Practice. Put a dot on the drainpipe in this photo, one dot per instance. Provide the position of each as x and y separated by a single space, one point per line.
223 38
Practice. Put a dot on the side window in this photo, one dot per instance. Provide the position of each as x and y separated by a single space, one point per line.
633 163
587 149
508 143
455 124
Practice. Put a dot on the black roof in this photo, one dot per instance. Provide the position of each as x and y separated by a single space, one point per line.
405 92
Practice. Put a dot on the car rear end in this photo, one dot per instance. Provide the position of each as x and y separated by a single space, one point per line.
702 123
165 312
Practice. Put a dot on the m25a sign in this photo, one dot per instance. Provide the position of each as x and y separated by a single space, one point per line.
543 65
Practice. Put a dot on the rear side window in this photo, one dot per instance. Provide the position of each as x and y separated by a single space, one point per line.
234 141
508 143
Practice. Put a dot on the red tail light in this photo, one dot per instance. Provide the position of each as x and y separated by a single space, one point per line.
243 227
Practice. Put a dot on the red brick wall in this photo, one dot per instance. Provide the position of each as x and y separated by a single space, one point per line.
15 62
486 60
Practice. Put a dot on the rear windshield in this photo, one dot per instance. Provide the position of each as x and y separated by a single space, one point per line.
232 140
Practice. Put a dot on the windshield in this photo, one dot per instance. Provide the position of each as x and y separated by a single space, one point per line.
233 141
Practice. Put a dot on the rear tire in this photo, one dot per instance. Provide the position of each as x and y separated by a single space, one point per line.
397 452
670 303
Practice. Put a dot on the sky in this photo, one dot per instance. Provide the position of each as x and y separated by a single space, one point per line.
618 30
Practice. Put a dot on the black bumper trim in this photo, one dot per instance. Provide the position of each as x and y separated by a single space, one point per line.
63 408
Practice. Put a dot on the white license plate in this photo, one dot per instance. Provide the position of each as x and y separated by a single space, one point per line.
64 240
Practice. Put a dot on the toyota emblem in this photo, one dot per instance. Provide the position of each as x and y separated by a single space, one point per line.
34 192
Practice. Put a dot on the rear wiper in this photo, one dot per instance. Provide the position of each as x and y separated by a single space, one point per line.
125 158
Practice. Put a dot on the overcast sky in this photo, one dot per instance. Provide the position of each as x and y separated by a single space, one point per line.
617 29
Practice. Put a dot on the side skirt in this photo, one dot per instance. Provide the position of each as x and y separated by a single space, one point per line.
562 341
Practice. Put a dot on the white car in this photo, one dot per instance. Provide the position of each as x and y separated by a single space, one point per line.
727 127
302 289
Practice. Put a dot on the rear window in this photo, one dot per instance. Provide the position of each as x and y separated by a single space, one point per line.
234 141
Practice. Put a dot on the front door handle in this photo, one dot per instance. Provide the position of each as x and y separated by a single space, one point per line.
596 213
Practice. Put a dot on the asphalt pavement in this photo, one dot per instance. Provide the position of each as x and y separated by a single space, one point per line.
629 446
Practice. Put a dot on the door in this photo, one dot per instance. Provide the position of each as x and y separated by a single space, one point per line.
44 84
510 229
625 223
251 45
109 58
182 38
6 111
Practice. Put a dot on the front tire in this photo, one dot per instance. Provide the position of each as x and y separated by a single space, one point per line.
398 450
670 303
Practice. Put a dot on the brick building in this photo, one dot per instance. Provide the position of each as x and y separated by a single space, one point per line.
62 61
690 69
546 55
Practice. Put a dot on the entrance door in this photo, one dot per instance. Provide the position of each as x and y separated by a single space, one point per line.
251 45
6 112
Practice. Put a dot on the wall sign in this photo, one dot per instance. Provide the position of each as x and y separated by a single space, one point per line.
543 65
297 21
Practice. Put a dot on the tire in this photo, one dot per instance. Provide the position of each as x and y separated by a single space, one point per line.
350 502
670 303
•••••
PROBLEM STATEMENT
Format every line of the records above as a JSON list of strings, one string per line, leaving out any blank lines.

RESPONSE FOR THIS EXERCISE
[
  "Practice. Put a dot on the drainpipe in this photo, one dot per instance. Provide the position of each as x and y separated by a single space, one point per line.",
  "223 38",
  "Practice. Put a dot on the side window in this photo, one dot per instance. Provide the position of each as x and y separated by a single space, one point per line.",
  "633 163",
  "587 149",
  "508 143",
  "455 124",
  "Practice. Put a dot on the black roof in this photo, one dot per instance. Provide the position of each as x and y separated by a single space, one point per line.",
  "405 92",
  "Practice. Put a dot on the car rear end in this photo, one dot per instance. Provide the position of each as x and y separated by a single space, one point per line.",
  "702 123",
  "165 312",
  "Practice. Put a dot on the m25a sign in this photo, one dot per instance. Provide the position of each as x and y separated by a single space, one point per line.",
  "543 65",
  "Practice. Put a dot on the rear side window in this photo, one dot per instance. Provide the position of each as x and y separated by a single space, one point per line.",
  "234 141",
  "508 143",
  "Practice. Put a dot on the red tail light in this photo, one dot per instance. Provide the position of each as x and y separated by a single space, one point per line.",
  "243 227",
  "Practice. Put a dot on the red brick wall in this photo, one dot per instance. Provide the position of each as x and y separated by a single space, one point per line.",
  "15 62",
  "486 60",
  "Practice. Put a dot on the rear windshield in this photo, one dot per instance. Provide the position of each as x and y separated by a single space, one point per line.",
  "232 140",
  "Practice. Put a dot on the windshield in this photo, one dot per instance. Provide the position of each as x and y separated by a single space, one point per line.",
  "233 141",
  "Practice. Put a dot on the rear tire in this photo, one dot per instance. Provide the position of each as x and y separated by a single space, one point per line.",
  "397 452",
  "670 303",
  "Practice. Put a dot on the sky in this photo, one dot per instance. Provide the position of each as x and y separated by a single space, one point per line.",
  "618 30",
  "Practice. Put a dot on the black bumper trim in this photo, one dot per instance. Provide the position of each as x and y separated by a single space, one point per line.",
  "63 408",
  "Practice. Put a dot on the white license plate in this photo, one dot per instance. Provide the position of each as x and y separated by a single space, one point per line.",
  "64 240",
  "Practice. Put a dot on the toyota emblem in this photo, one dot per instance. Provide the position of each as x and y separated by a single space, one point per line.",
  "34 192",
  "Practice. Put a dot on the rear wiper in this photo, one dot per instance. Provide the position of each as x and y separated by a single space, one point per line.",
  "125 158",
  "Practice. Put a dot on the overcast sky in this photo, one dot per instance. Provide the position of each as x and y separated by a single space, one point per line.",
  "617 29",
  "Practice. Put a dot on the side skirt in this photo, one dot per instance. Provide the position of each as x and y separated by a single space, one point per line.",
  "562 341",
  "Practice. Put a dot on the white car in this photo, one dot per instance. Provide the position of each as x and y separated by a single space, one point per line.",
  "727 127",
  "302 289",
  "Practice. Put a dot on the rear window in this photo, one dot per instance. Provide the position of each as x and y separated by a single space, one point per line.",
  "234 141",
  "Practice. Put a dot on the front door handle in this photo, one dot per instance. Provide the position of each as x and y separated by a single space, one point per line.",
  "596 213",
  "Practice. Put a dot on the asphalt pavement in this photo, one dot per instance. Provide the position of each as x and y separated by a single space, one point per line.",
  "629 446",
  "Practice. Put a dot on the door in this photo, one dot per instance. Provide the position of each as x and y separated by a single space, one point per line.",
  "44 84",
  "510 229",
  "625 223",
  "251 45",
  "109 58",
  "182 38",
  "6 111",
  "Practice. Put a dot on the front tire in this photo, one dot per instance. Provide the position of each as x and y separated by a single space, one point per line.",
  "398 450",
  "670 303",
  "Practice. Put a dot on the brick building in this photo, one dot per instance. Provide the position of each as x and y separated by a single space, one point per line.",
  "62 61",
  "690 69",
  "546 55",
  "Practice. Put a dot on the entrance door in this photo, one dot per instance. Provide the position of each as x and y separated by a single space, one point per line.",
  "251 45",
  "6 112",
  "Practice. Put a dot on the wall sign in this photo, one dot per instance. Provide the position of each as x and y separated by a single space, one point per line.",
  "543 65",
  "297 21",
  "Practice. Put a dot on the tire in this photo, one dot per instance. Provide the position of each as x and y separated by a single space, one point per line.",
  "350 502",
  "670 303"
]